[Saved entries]
*** Begin section ***

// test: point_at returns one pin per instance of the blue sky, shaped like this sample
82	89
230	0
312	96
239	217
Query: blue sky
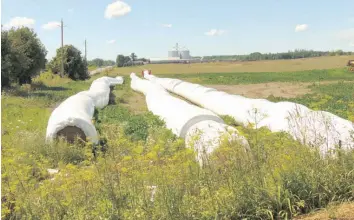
205	27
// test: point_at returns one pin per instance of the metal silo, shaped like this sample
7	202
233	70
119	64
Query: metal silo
173	53
185	54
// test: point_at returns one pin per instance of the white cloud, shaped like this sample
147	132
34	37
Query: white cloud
111	41
347	34
51	25
215	32
20	22
117	9
301	27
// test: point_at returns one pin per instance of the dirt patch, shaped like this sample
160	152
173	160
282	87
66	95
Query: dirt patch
343	211
136	103
70	133
263	90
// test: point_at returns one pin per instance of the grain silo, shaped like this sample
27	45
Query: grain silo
185	54
173	53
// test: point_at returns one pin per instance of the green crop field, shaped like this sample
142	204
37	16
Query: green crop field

*** End section ***

* _Required action_:
Give the records again exactly, without pictures.

* _Answer section_:
// test: point_at returns one pin per instance of the blue sky, shaped like this sample
82	89
230	0
312	96
239	217
Query: blue sky
205	27
// test: point_at returns one pin per instance of the metal silo, shaped like this sample
7	202
233	70
119	64
Query: metal silo
173	53
185	54
// test: point_at returns one pin per instance of the white cloud, shaped like this sample
147	132
34	37
Query: white cloud
111	41
347	34
51	25
215	32
20	22
117	9
301	27
// test: point_at returns one pin per instance of the dirt patch, shaped like this sample
160	152
173	160
282	87
66	95
Query: dirt patch
343	211
136	103
70	133
263	90
// test: point_at returns one pin per instance of the grain silo, shaped like this sample
27	45
Query: grain silo
185	54
173	53
// test: point_at returns one pin per instance of the green crop field, shaped like this sample
142	204
37	16
Query: green crop field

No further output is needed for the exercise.